━━━━━ Information provided ━━━━━

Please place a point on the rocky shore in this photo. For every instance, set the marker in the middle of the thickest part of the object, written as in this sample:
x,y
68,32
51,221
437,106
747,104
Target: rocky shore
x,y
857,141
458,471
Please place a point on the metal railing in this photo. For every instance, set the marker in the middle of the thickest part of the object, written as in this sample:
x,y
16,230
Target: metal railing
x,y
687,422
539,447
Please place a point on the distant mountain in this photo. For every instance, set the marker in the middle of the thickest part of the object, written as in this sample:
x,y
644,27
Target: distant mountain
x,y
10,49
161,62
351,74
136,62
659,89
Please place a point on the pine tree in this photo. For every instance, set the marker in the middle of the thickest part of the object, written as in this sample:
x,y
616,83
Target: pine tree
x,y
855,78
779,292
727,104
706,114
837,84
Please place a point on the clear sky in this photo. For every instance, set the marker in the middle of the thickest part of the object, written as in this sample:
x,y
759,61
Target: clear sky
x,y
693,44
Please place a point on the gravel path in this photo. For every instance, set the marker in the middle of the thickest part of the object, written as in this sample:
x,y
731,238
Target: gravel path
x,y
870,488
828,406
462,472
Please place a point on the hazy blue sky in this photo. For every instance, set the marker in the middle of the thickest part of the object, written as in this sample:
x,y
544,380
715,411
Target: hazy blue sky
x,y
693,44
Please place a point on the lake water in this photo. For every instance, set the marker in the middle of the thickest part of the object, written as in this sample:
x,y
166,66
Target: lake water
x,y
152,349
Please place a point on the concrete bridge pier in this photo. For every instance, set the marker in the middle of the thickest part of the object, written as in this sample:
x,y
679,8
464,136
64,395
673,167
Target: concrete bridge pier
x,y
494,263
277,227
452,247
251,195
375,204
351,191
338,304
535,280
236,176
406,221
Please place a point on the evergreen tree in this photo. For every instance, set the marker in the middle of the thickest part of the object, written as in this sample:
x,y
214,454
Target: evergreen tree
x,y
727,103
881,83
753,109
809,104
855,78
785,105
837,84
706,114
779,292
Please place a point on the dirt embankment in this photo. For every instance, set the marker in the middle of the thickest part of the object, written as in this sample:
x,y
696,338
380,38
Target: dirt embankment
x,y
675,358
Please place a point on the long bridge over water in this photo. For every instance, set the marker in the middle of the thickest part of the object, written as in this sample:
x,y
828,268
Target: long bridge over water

━━━━━

*Exercise objective*.
Rewrite the listing above, replacing "thickest" with "widest" wherever it occurs and leaving everything else unchanged.

*Reply to the exercise*.
Please place a point on the rocky shore in this photo. For every instance, set the marker in the middle of the widest part of the object, written as in this sample:
x,y
68,32
51,221
437,106
747,104
Target: rocky shore
x,y
857,141
458,471
Please place a point on the metal railing in this photo. For every instance, set the marker in the middle of the widest part of the object, written as in this sample:
x,y
16,230
Target: metal railing
x,y
687,422
539,447
Please place a point on the distant mountain in this photo. For every instance, set the marker in the middle of the widest part of the object, written as in this sample:
x,y
644,27
Target: distant mountain
x,y
10,49
161,62
351,74
136,62
659,89
Please place a point on the pine tree in this photo. For every instance, set the marker in the middle of the widest part of the object, written as in this sample:
x,y
616,83
Target: pine tree
x,y
855,78
779,292
727,104
706,114
837,84
Please place a point on the clear sky in this photo. For every instance, set the marker in the middle of the widest part of the object, written as in this sample:
x,y
759,61
Target: clear sky
x,y
693,44
Please place a point on the gravel path in this photo. For every instance, set the marker in the middle of the widest part of the object, written as in this sample:
x,y
731,238
Target: gravel path
x,y
870,488
828,406
462,472
Please place a point on the hazy blue sky in this photo. For every instance, set the marker in the middle of the widest part of the object, written as in this sample:
x,y
544,380
715,411
Target: hazy blue sky
x,y
693,44
Please place a point on the lake water in this photo. For every instance, set the marker in the middle of the widest part of the object, written as in this sample:
x,y
166,66
Target: lake water
x,y
152,349
Please place a point on the concrete bridge pier in this photo. For every instance, set the marker in the middle of the widest part of the object, written as in this sample:
x,y
679,8
464,136
64,395
673,167
Target: concrete bridge pier
x,y
494,263
277,227
452,247
251,195
375,204
351,191
338,304
535,280
236,176
406,221
Please place a point on the evergreen tree in this photo. For every instance, set the marker in the middle of the widest part of the object, written as in this sample:
x,y
214,454
Target: evergreen tree
x,y
727,103
881,83
753,109
809,104
855,78
785,105
837,84
706,114
779,292
Please place a point on the dirt embankment in this photo. For every instance, set the marker in the middle of the widest part of the object, written as in this sample:
x,y
696,338
380,38
Target: dirt embankment
x,y
675,358
Please place a point on the long bridge over water in this photo. For every instance, set the marker in the middle of the widest part of the object, written as in this sample:
x,y
828,268
Target: long bridge over water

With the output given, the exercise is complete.